■ **What is needed**: From the first line to the last, transcribe the data exactly and skip the pictures.

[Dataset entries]
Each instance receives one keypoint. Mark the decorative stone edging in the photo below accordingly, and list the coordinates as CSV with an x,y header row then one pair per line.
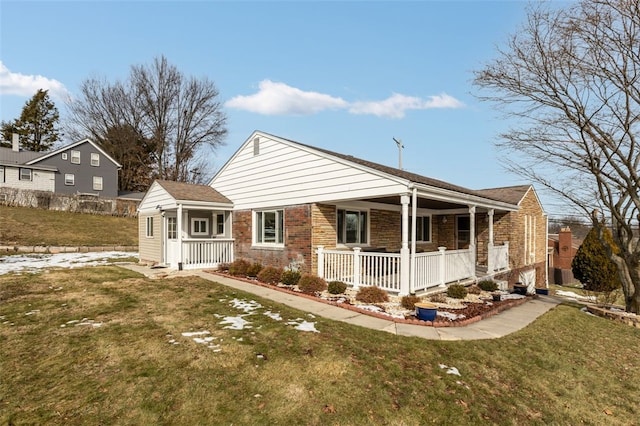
x,y
64,249
619,316
507,305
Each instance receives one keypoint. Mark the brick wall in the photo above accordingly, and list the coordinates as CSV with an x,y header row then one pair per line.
x,y
297,239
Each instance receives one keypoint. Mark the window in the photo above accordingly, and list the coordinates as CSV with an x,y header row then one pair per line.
x,y
150,227
199,226
25,174
97,183
423,229
269,227
352,227
172,228
220,224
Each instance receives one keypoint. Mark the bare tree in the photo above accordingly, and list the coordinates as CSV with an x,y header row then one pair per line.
x,y
178,116
570,81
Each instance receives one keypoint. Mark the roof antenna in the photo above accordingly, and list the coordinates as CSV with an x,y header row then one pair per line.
x,y
400,146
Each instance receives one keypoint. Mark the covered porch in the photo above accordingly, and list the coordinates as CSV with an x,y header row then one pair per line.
x,y
439,240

■ **Written solution**:
Each instance receives one keypoint. Mark the decorative stone edging in the photo below accordingly, and list the coordinates as CSV with an x,y header row then one pair per line.
x,y
64,249
619,316
507,305
Each instance receives one keypoint. Mark the brick wall in the photo above accordingly, and list the coordinates as CSV with an x,y header row then one pair per line.
x,y
297,239
Each instance receives one keypoint. Mark the window in the photo above accordingly, and list the coordinates as CSV with an x,y header row then one pair per line.
x,y
150,227
199,226
25,174
97,183
423,229
269,227
352,227
172,228
220,224
Each instance receives one keypoint. Mark the bare tree in the photo above accordingly, and list the coordinates as CSV with an x,y header row then one pair per line.
x,y
178,116
570,81
Each instance receives one keypoint. Mark the roof antenna in the photo above accordingly, and list the coordinates as CSV with an x,y header row then one pair per line.
x,y
400,146
Each instance receives one keypoint. Mark the covered porch in the photo above accordingly, and list the coordinates as CSV with an x,y header row then one pair per line.
x,y
439,240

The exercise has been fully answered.